▶ Brief 1
Answer these from the union debate post:
(a) Who retorts to the call for votes?
(b) On what date was the post sent?
(c) How much money does the closing question mention?
▶ Brief 2
Please return the part of the union debate post that opens with the words containing "[lbo-talk] Anybody But" and closes with "to their lives.".
▶ Brief 3
Put this sentence from the union debate post into Spanish: "Is voting on political candidates for a union to endorse and support financially -- with tens of millions of dollars -- like voting on "the precise ratio of hickory to maple in each picketline burn barrel"?"

▶ Text to read

-- Begin --

[lbo-talk] Anybody But Nader

Yoshie Furuhashi furuhashi.1 at osu.edu
Thu Aug 26 07:33:05 PDT 2004


I argue for democratic debates and votes on matters of importance to lives of unionists:
>There ought to be discussion among rank-and-file unionists as to the
>political direction of their unions, how their union dues should be
>spent, which countries' bonds in which their pension funds ought not
>to be invested, and all other issues of importance to their lives.
>And important issues -- such as which candidates to support --
>should be put to votes.

And John Lacny retorts:
>Surely Yoshie, too, is an organizational genius in calling for
>direct votes of the entire membership on everything unions do,
>including the precise ratio of hickory to maple in each picketline
>burn barrel

Is voting on political candidates for a union to endorse and support financially -- with tens of millions of dollars -- like voting on "the precise ratio of hickory to maple in each picketline burn barrel"?

-- End --

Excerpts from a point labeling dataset
-- Begin --

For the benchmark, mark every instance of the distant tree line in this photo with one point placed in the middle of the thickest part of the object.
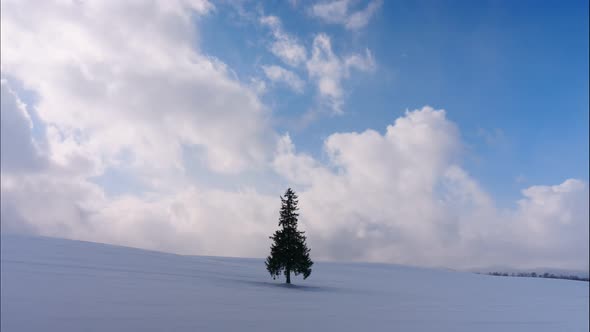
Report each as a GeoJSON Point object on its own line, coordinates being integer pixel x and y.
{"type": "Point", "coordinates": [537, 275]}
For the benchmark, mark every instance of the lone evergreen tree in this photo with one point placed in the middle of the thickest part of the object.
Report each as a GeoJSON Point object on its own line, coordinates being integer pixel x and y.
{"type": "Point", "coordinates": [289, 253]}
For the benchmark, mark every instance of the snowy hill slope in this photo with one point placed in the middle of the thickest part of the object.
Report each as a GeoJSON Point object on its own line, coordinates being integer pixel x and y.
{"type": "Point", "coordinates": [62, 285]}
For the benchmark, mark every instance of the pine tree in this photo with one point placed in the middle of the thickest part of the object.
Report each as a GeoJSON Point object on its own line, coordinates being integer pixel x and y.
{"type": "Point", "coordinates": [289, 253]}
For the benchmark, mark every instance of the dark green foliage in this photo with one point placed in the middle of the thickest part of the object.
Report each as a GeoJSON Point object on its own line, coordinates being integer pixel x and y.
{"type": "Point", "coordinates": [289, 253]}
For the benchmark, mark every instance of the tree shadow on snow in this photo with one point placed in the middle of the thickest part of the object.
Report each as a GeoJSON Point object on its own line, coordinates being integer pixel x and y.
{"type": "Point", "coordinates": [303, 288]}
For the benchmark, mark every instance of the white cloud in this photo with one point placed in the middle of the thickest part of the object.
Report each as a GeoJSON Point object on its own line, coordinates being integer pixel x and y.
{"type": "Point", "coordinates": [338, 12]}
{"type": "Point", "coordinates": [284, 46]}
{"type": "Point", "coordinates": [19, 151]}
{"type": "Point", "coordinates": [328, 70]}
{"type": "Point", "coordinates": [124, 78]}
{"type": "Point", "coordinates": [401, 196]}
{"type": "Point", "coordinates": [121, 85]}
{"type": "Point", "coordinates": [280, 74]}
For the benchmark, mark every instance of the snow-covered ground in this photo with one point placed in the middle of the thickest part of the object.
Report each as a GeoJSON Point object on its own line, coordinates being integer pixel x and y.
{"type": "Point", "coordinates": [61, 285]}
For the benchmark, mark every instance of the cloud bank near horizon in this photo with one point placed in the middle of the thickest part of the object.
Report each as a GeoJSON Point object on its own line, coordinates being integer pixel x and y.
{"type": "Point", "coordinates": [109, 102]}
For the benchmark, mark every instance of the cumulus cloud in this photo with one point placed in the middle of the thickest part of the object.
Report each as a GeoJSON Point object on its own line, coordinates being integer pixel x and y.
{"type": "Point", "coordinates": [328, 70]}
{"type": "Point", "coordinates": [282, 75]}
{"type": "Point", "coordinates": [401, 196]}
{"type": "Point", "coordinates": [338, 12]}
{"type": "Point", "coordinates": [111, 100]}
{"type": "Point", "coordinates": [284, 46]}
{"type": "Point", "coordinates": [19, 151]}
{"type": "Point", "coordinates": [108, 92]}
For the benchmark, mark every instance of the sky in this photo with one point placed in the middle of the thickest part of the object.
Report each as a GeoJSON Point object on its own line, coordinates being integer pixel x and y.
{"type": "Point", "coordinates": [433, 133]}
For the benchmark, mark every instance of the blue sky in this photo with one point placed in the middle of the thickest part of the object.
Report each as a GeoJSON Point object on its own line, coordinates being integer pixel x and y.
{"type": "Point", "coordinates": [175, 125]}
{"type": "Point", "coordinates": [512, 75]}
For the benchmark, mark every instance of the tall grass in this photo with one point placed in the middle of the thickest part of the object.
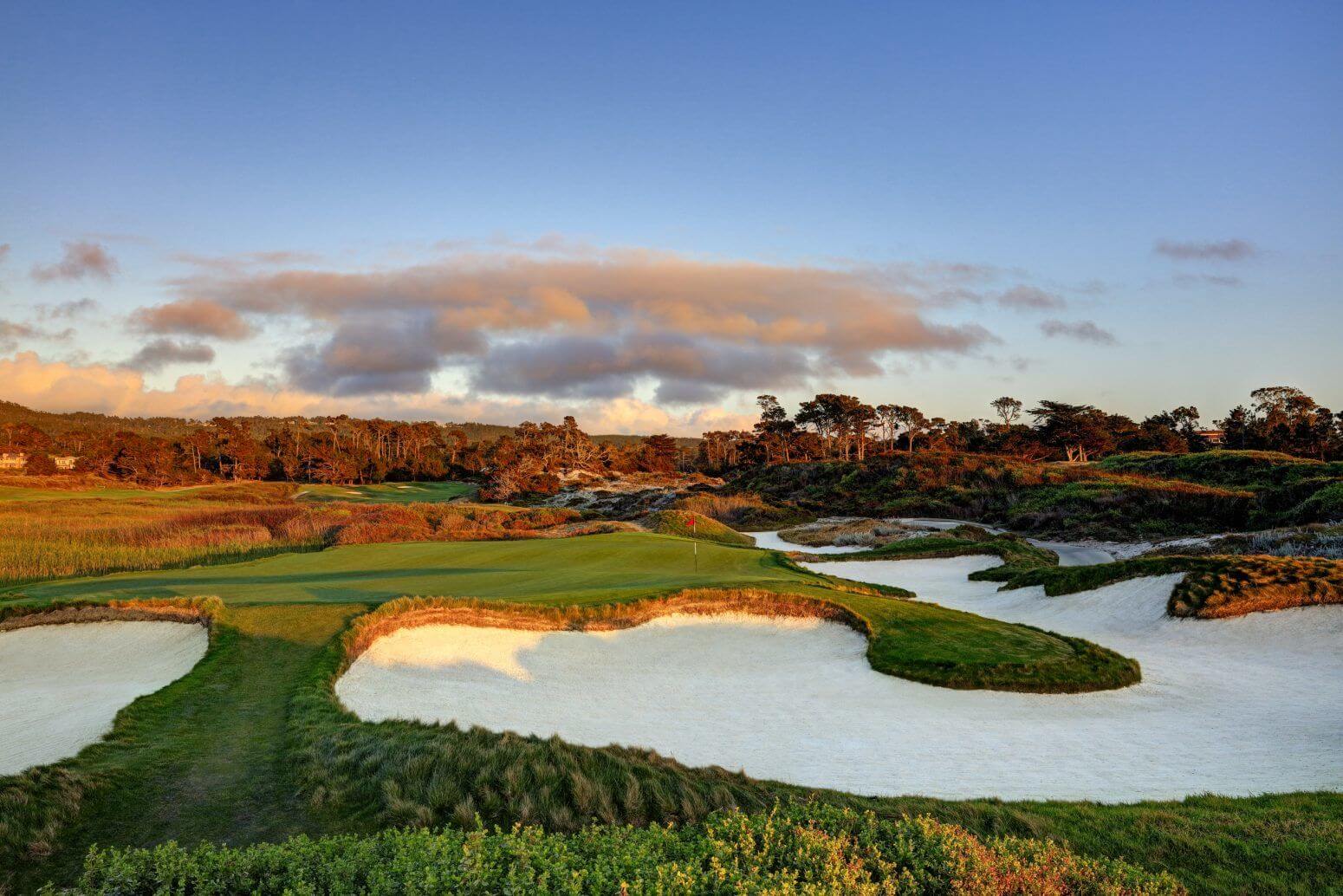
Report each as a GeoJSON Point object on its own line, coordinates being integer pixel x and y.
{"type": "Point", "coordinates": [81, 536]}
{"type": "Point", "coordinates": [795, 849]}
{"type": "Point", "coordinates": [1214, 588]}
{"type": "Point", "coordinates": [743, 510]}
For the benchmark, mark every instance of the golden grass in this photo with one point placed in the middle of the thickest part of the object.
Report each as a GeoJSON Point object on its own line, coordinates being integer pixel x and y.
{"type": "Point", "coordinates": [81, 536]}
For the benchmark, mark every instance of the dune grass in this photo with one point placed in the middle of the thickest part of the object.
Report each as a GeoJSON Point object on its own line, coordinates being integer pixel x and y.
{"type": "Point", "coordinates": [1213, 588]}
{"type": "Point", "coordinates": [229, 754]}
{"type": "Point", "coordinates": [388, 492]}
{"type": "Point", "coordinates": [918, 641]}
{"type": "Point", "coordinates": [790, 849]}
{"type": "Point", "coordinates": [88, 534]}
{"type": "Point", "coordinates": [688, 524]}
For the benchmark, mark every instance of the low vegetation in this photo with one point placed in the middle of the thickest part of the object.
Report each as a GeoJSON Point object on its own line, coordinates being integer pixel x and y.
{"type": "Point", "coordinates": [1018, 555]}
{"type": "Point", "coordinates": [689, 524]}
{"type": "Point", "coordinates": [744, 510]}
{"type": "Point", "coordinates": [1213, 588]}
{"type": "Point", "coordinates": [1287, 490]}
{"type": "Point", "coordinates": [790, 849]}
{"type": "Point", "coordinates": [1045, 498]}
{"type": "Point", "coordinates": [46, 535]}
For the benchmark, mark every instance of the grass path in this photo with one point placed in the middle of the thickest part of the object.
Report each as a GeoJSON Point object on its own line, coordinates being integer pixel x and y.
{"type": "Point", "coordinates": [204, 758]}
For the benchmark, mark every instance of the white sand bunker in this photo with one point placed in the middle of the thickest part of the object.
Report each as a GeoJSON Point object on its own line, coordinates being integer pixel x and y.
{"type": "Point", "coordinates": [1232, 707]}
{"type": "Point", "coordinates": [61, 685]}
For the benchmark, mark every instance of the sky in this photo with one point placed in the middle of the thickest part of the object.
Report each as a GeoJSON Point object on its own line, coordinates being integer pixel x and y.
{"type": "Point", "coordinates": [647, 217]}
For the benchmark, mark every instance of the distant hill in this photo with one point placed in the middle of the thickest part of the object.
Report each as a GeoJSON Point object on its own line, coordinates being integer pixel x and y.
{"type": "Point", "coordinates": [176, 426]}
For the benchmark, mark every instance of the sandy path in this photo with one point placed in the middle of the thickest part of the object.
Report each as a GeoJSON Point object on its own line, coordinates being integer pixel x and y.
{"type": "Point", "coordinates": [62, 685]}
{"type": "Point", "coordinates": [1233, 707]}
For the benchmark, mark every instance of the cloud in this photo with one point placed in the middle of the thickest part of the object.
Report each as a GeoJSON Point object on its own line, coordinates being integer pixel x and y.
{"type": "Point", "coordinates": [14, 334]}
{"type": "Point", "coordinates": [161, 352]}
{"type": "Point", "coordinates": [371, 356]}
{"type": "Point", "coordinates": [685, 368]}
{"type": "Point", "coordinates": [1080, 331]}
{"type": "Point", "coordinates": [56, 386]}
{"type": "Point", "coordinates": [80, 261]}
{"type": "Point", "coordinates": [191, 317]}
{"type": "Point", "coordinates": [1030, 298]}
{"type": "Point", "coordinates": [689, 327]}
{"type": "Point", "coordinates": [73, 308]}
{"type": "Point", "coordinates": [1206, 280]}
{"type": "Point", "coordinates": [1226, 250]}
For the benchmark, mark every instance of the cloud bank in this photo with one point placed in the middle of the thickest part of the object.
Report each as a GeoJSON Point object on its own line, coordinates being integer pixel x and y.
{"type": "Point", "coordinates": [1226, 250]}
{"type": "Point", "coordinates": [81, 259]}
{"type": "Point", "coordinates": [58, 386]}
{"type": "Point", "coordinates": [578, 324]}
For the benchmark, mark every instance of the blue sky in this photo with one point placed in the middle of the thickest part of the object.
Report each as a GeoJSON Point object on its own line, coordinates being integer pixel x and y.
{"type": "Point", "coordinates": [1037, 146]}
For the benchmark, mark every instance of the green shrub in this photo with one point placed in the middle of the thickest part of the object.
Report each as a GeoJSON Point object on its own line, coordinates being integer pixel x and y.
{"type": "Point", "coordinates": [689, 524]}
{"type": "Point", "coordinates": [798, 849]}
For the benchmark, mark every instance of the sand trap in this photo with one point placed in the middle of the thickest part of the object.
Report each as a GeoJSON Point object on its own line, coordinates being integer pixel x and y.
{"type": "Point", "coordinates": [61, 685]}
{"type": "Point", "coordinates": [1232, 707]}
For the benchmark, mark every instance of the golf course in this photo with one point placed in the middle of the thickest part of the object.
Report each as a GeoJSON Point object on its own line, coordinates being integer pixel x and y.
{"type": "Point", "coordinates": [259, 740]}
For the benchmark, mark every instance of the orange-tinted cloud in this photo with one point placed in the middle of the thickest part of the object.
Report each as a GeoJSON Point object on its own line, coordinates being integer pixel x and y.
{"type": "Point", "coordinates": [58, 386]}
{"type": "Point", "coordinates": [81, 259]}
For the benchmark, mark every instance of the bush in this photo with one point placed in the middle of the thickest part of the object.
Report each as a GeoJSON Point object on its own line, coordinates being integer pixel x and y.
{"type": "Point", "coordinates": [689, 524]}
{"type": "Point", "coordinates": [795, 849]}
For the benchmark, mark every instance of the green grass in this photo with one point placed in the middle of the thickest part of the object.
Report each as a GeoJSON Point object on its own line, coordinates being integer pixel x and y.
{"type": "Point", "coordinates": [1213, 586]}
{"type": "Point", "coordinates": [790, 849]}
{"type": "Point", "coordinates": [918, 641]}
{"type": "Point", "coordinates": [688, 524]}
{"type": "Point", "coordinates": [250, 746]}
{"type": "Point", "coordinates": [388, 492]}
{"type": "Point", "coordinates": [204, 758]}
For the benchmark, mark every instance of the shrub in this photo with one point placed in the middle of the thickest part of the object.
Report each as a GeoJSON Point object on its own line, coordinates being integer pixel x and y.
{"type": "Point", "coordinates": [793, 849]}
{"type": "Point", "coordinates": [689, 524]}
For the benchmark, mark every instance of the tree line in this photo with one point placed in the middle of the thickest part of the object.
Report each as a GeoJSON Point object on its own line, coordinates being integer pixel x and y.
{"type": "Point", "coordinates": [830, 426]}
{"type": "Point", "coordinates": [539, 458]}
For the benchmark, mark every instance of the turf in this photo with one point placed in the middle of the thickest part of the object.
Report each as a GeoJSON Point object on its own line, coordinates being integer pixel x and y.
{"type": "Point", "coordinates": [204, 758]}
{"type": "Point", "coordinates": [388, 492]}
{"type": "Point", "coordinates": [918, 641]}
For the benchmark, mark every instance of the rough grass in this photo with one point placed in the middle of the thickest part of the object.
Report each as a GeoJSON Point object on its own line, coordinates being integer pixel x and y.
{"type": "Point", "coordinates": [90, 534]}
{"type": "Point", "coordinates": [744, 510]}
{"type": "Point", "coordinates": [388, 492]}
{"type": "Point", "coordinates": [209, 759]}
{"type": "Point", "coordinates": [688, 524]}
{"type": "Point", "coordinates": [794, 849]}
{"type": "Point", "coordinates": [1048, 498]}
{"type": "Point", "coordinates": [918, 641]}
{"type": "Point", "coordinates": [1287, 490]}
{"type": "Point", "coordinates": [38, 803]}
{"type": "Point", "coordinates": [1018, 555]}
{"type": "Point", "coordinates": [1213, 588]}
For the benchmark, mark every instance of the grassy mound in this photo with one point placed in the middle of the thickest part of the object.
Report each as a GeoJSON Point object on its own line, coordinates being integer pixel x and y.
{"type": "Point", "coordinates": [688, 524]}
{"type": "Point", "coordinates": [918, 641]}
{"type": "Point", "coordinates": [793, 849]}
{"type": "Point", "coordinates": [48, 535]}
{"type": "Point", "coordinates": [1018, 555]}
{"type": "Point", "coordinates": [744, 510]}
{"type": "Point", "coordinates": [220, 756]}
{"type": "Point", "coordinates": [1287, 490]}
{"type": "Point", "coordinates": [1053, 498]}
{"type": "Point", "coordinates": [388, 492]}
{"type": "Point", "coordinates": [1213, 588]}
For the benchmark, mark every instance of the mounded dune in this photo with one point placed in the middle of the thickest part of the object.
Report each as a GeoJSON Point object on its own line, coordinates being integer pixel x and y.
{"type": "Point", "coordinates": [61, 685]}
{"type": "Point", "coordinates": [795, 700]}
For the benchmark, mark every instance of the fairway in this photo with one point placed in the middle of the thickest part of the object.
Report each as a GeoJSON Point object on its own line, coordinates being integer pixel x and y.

-- End --

▶ Problem solution 1
(a) John Lacny
(b) Thu Aug 26, 2004
(c) Tens of millions of dollars

▶ Problem solution 2
[lbo-talk] Anybody But Nader

Yoshie Furuhashi furuhashi.1 at osu.edu
Thu Aug 26 07:33:05 PDT 2004


I argue for democratic debates and votes on matters of importance to lives of unionists:
>There ought to be discussion among rank-and-file unionists as to the
>political direction of their unions, how their union dues should be
>spent, which countries' bonds in which their pension funds ought not
>to be invested, and all other issues of importance to their lives.

▶ Problem solution 3
¿Votar sobre los candidatos políticos que un sindicato debe respaldar y apoyar económicamente (con decenas de millones de dólares) es como votar sobre "la proporción exacta de nogal y arce en cada barril de fuego del piquete"?